EXERCISE TASK: Transcribe the data that follows precisely, omitting nothing.

Object point labels
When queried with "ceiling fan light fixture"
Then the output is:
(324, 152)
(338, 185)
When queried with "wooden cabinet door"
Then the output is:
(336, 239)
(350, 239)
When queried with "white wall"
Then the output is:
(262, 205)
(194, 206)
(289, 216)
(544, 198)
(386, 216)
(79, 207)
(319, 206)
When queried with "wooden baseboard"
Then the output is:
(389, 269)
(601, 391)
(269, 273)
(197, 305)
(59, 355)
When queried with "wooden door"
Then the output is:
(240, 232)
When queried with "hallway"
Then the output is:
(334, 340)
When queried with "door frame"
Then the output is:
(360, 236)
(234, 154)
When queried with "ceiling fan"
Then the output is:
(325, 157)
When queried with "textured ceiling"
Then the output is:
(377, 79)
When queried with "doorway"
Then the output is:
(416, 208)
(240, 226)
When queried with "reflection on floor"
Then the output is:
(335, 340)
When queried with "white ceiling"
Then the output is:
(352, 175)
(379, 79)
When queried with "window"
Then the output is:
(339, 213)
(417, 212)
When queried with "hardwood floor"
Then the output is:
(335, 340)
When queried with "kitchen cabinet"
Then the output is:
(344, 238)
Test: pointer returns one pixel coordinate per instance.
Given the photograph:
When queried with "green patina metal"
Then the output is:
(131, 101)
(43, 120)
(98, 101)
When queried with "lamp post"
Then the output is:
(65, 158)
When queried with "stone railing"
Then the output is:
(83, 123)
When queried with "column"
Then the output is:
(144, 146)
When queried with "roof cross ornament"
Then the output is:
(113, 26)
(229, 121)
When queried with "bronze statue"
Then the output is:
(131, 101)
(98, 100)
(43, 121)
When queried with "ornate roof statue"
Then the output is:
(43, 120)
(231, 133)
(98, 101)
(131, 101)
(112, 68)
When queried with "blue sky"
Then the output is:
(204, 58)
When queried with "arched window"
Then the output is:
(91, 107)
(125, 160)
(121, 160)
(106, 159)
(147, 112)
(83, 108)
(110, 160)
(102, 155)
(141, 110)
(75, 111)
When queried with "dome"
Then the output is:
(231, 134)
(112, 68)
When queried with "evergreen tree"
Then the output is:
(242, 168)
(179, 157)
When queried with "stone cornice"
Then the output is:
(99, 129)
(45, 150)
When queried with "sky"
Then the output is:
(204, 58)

RESULT:
When queried with "ceiling fan light fixture"
Then the output is:
(324, 152)
(338, 185)
When queried with "wooden cabinet door"
Then the output is:
(336, 239)
(350, 239)
When queried with "white wall"
Then the output is:
(262, 205)
(194, 206)
(289, 216)
(544, 198)
(386, 216)
(79, 207)
(319, 206)
When queried with "wooden baseboard"
Then the output is:
(389, 269)
(601, 391)
(269, 273)
(197, 305)
(59, 355)
When queried with "wooden door"
Then the output is:
(240, 232)
When queried with "hallway"
Then the output is:
(334, 340)
When queried with "door frame"
Then the output is:
(360, 236)
(234, 154)
When queried with "ceiling fan"
Then the output is:
(325, 157)
When queried with "textured ceiling"
Then the output is:
(377, 79)
When queried with "doorway"
Then the output is:
(416, 208)
(240, 226)
When queried with "reflection on floor"
Then the output is:
(335, 340)
When queried with "white ceiling"
Then the output is:
(352, 175)
(379, 79)
When queried with "window"
Then the output is:
(339, 213)
(417, 212)
When queried with "hardwood floor"
Then the output is:
(335, 340)
When queried with "kitchen cabinet"
Then the output is:
(344, 238)
Test: pointer returns one pixel coordinate per instance.
Given the photograph:
When queried with "green patina metal"
Then the output is:
(131, 101)
(43, 120)
(98, 101)
When queried with "lamp post"
Then the output is:
(65, 158)
When queried with "stone railing"
Then the output is:
(83, 123)
When queried with "column"
Then the output is:
(144, 146)
When queried with "roof cross ornament"
Then the output is:
(113, 26)
(229, 121)
When queried with "bronze statue"
Then the output is:
(131, 101)
(98, 100)
(43, 121)
When queried with "ornate roof statue"
Then the output is:
(43, 120)
(231, 133)
(98, 101)
(131, 101)
(112, 68)
When queried with "blue sky"
Then the output is:
(204, 58)
When queried with "arched window"
Then the output is:
(91, 107)
(125, 160)
(121, 160)
(106, 159)
(147, 112)
(83, 108)
(110, 160)
(102, 155)
(141, 110)
(75, 111)
When queried with "dome"
Then the output is:
(231, 134)
(112, 68)
When queried with "evergreen tree"
Then the output is:
(242, 168)
(179, 157)
When queried with "stone cornice"
Then the output is:
(99, 129)
(45, 150)
When queried with "sky"
Then the output is:
(204, 58)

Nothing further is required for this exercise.